Embora com uma temática totalmente diferente, a curta-metragem de Roman Hodel, “The Game”, também se interroga sobre o que nos é dado a ver e quem ignoramos nas imagens que observamos. Neste caso, é nos mostrado um jogo de futebol como raramente o vemos: ao contrário do que é comum, a bola e os jogadores deixam de ser o centro das atenções e é o árbitro do jogo o foco da câmara. O protagonista é Fedayi San, um árbitro internacional da FIFA, que ao longo de um jogo de futebol da liga profissional suíça tem de lidar com uma série de fatores que o colocam sob intensa pressão. O comportamento dos jogadores, o diálogo constante com os árbitros assistentes e com o VAR, bem como o ruído e a contestação dos adeptos são alguns dos aspetos que tornam esta profissão, e este filme, alucinante e cheio de tensão.

Praticamente sem diálogos, mas montada com grande mestria, a curta não só transmite esse ritmo e stress próprio de um jogo de futebol, como coloca em primeiro plano o lado humano do árbitro, as suas dúvidas e preocupações, de uma perspetiva íntima cuja raridade torna esta obra um objeto surpreendente. Estreado no Festival de Veneza no ano passado, “The Game” brinca com as nossas expetativas e preconceitos, conseguindo de forma inteligente traçar um retrato equilibrado desta figura cultural que tantas vezes negligenciamos.

Finalmente, destaca-se ainda “VO” (sigla de “vehicle operator”), uma curta de Nicolas Gourault sobre carros autodirigíveis que funciona como uma investigação ao que ocorreu de errado quando, em 2018, um dos testes a esta nova tecnologia acabou em tragédia: um acidente fatal entre um carro que se conduzia a si próprio e um peão. Tratar-se-ia de um erro de supervisão humana, uma falha da inteligência artificial, ou um misto dos dois? De forma metódica, o realizador apresenta diferentes hipóteses, recorrendo a testemunhos de pessoas envolvidas, clips noticiosos e simulações gráficas do sistema de visualização e interpretação do mundo pela inteligência artificial. Sob uma atmosfera de incerteza, populada por estranhas visualizações de data que nos fazem entrar no frio mundo digital, o filme é uma incursão neste novo mundo em que as máquinas são cada vez mais verdadeiros objetos vivos.

▸ DADOS FORNECIDOS

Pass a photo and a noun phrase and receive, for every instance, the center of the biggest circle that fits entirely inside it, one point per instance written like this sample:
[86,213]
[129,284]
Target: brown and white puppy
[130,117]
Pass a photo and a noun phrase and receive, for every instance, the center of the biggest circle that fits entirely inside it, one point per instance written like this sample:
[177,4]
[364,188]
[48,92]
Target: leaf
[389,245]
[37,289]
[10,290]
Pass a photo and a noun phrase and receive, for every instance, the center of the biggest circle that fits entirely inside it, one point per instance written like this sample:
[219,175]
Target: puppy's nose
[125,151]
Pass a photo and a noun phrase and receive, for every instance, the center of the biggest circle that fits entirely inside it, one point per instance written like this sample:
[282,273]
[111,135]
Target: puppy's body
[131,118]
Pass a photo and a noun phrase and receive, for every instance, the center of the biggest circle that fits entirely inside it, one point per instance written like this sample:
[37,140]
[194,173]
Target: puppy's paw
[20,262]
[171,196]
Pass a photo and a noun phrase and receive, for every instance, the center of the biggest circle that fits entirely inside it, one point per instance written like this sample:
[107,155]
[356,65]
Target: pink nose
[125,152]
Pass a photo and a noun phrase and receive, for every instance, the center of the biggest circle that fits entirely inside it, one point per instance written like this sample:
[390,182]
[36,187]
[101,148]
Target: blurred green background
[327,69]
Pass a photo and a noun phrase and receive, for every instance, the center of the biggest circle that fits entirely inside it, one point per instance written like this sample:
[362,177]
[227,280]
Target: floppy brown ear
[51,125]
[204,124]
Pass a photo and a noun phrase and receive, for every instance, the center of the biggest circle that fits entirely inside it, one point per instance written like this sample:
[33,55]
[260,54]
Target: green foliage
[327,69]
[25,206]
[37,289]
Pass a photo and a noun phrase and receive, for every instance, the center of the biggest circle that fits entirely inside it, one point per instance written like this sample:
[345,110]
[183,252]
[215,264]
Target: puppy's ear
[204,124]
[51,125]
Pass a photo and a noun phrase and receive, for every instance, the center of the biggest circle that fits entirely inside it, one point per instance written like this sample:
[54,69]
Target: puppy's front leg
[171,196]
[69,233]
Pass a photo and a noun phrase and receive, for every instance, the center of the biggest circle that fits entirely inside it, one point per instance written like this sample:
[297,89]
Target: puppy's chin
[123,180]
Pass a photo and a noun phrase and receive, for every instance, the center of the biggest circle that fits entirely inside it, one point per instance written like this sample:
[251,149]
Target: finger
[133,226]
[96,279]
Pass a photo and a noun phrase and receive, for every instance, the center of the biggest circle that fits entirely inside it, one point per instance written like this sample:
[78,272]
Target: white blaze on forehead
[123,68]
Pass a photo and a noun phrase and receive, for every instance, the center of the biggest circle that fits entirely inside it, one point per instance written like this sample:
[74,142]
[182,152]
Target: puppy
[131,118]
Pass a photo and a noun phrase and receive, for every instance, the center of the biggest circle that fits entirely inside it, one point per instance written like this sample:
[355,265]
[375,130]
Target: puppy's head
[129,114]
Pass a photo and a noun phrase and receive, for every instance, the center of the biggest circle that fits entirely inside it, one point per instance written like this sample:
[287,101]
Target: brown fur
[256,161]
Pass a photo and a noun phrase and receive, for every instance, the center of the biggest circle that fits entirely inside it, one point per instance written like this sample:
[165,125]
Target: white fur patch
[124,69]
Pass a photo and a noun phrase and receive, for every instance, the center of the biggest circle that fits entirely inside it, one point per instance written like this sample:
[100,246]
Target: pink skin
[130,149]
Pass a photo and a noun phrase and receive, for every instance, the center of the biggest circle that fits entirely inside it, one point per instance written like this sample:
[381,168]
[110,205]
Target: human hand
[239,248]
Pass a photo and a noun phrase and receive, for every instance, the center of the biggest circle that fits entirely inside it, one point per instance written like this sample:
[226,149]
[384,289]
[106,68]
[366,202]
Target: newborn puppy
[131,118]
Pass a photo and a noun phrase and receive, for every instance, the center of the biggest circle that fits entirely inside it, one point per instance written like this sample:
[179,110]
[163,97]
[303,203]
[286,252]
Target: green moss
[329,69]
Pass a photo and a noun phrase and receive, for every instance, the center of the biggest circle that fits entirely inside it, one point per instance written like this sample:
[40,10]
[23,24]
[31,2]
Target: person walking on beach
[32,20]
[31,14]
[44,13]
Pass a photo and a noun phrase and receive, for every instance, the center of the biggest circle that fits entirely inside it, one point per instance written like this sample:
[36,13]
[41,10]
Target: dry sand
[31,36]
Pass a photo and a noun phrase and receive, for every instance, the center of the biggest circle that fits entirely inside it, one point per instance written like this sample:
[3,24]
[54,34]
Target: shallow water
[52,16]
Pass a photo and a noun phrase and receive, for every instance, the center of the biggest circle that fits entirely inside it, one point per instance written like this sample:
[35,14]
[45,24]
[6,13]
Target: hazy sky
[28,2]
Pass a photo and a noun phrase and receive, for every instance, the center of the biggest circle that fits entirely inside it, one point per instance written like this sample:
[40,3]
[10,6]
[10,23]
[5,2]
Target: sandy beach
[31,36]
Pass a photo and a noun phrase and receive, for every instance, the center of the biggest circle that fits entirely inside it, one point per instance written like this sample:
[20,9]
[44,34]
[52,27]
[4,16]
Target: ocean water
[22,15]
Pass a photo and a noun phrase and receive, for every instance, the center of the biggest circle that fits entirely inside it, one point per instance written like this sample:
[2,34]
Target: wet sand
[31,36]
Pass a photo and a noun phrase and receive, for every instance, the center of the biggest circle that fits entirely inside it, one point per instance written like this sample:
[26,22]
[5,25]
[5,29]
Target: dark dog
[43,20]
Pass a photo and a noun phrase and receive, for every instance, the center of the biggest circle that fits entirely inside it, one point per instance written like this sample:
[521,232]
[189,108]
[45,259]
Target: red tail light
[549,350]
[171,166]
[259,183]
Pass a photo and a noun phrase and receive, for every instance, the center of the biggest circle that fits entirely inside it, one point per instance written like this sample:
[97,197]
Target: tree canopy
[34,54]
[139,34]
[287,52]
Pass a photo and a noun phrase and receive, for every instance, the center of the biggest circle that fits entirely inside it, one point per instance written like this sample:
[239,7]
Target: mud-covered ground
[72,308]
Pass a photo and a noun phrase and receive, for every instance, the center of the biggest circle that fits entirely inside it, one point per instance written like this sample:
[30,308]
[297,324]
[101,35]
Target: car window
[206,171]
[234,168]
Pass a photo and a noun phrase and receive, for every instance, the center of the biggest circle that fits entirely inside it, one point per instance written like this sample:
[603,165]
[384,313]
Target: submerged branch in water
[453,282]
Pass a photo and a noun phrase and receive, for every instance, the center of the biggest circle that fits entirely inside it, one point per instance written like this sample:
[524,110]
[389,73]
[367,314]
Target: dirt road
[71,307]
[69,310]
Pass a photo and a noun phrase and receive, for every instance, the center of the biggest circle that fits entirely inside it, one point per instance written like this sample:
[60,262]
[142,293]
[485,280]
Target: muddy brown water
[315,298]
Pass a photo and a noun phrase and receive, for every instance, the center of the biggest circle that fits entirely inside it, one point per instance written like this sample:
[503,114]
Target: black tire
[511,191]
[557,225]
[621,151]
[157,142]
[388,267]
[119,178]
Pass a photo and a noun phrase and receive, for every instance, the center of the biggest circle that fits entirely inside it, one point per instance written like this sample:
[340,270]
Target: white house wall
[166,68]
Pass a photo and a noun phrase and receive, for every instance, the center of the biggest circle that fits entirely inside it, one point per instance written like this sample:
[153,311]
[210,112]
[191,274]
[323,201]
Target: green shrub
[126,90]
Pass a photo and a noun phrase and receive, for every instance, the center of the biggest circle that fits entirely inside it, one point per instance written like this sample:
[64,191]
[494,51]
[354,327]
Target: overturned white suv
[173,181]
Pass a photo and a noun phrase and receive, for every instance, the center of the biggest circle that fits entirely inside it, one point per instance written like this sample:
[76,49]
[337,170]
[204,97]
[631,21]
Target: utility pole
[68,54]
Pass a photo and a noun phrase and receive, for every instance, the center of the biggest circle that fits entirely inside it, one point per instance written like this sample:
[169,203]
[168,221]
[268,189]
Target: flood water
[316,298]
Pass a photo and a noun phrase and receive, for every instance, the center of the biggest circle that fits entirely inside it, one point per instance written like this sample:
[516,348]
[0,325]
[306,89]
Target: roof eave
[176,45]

▸ TRABALHO PEDIDO
Segundo o excerto sobre curtas-metragens, em que festival estreou "The Game"? Responde apenas com base no excerto.

▸ RESOLUÇÃO DO EXERCÍCIO
No Festival de Veneza.